Aufgaben:
**A)** Schreib aus dem Text über die Samtene Revolution alles von „30 Jahre nach“ bis hinunter zu „Land heute steht.“ noch einmal ab. Benenne dabei „Samtenen Revolution“ in „Sanften Revolution“ um.
**B)** Führe den Text über die Samtene Revolution im Anschluss an seinen letzten Satz weiter.

Textabschnitt:
+--

30 Jahre nach der Samtenen Revolution schauen fünf Tschechen zurück auf das Leben unter dem kommunistischen Regime, dessen Fall im Herbst 1989. Sie nennen die Herausforderungen, vor denen das Land heute steht.

Am 25. November 1989 demonstrierten in Prag über 100 000 Personen für Freiheit und Demokratie. Bild: Keystone

An den Sommer 1989 erinnert sich Renata Habegger, eine gebürtige Tschechin, die heute in Orpund lebt, noch gut. Die damals 14-Jährige durfte im Rahmen eines Jugendaustauschs nach Frankreich reisen. Eine kleine Narbe am linken Knie erinnert sie noch heute an ihren ersten Besuch in einem westlichen Supermarkt. Vom Warenangebot völlig überwältigt, lief sie prompt in ein Gestell. «Uns hat es während des Kommunismus in der Tschechoslowakei zwar nie an etwas gefehlt, aber die Auswahl war sehr beschränkt.» Ein Regal voller verschiedener Seifen zu sehen, war deshalb ein Schock für sie. Zu Hause hatte Habegger gelernt, dass es den Menschen im Westen wegen fehlender Jobs schlecht gehe und sie dabei nicht auf die Unterstützung des Staates zählen könnten. Obwohl sie schon früher an dieser Darstellung gezweifelt hatte, war es schliesslich ihr Besuch in der Normandie, der ihr endgültig die Augen öffnete und sie die Propaganda erkennen liess.

Die meisten Einwohner ländlicher Gebiete, so auch ihr Vater, waren Mitglieder der kommunistischen Partei. Nicht unbedingt, weil sie deren Ideologie überzeugt vertraten, sondern weil es das Leben einfacher machte und ihren Kindern zum Beispiel erlaubte, ein Studium zu absolvieren. «Im Gegensatz zu den Intellektuellen in Prag bekamen wir auf dem Land nicht alles mit, was hinter den Kulissen ablief und was die Kehrseiten unseres Systems waren», sagt Habegger. Deshalb, betont sie, habe sie glückliche Erinnerungen an ihre Kindheit. «Wir hatten einen guten Zusammenhalt unter Nachbarn und Klassenkameraden, es gab Lager für die Kinder und viele kulturelle und sportliche Angebote, die allen offenstanden.»

+--

Gespeicherte Daten:

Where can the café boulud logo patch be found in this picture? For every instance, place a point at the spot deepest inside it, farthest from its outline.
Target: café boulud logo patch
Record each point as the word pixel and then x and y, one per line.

+--

Lösungen:
**A)**
30 Jahre nach der Sanften Revolution schauen fünf Tschechen zurück auf das Leben unter dem kommunistischen Regime, dessen Fall im Herbst 1989. Sie nennen die Herausforderungen, vor denen das Land heute steht.

**B)**
Illegale Zeitung im Untergrund verbreitet

Etwas anders erlebte dies der Journalist Michal Klíma, 59. Er wuchs in Prag in einer Familie auf, die das Regime kritisierte. Er stand deshalb schon in jungen Jahren unter Beobachtung der Geheimpolizei, und als er später Kunst studieren wollte, wurde ihm dies verwehrt. Klíma liess sich jedoch nicht einschüchtern, studierte stattdessen an der technischen Universität in Prag und half 1988 mit, die damals noch illegale Zeitung «Lidové Noviny» im Untergrund zu verbreiten.

Auch Noemi Zárubová, 69, Expertin für non-verbale Kommunikation an der Akademie für darstellende Kunst in Prag, hat sich schon in ihrer Jugend dem kommunistischen Regime widersetzt. Sie begrüsste daher die Reformen, die 1968 während des Prager Frühlings eingeleitet wurden. Und war bitter enttäuscht, als diese nur ein paar Monate später, am 21. August, mit dem Einmarsch der Soldaten des Warschauer Pakts wieder zunichte gemacht wurden.

Trotzdem glaubte sie an ihr Land und daran, dass es irgendwann mehr Freiheiten bieten würde. Sie liess deshalb die Möglichkeit aus, nach einem Aufenthalt als Au-Pair in England dort zu bleiben und so dem verhassten Regime zu entkommen. «Ich bin Tschechin, das ist mein Land, und meine Familie ist hier», erklärt sie die Rückkehr. Sie habe den Schritt nie bereut, obwohl die Jahre danach hart für sie gewesen seien, so Zárubová weiter. Sie und ihr Mann hatten immer eine offene Tür für Dissidenten, und sie selbst hat das Manifest «Einige Sätze» unterschrieben, das Reformen in allen Bereichen forderte. Als ihr Arbeitgeber davon erfuhr, teilte man ihr mit, dass man sie im neuen Jahr nicht mehr weiterbeschäftigen könne. Zum Glück für Zárubová kam kurz darauf die Samtene Revolution. Sie konnte die Stelle an der Fakultät behalten, während ihre Vorgesetzten gehen mussten.

Ins Exil gehen oder bleiben?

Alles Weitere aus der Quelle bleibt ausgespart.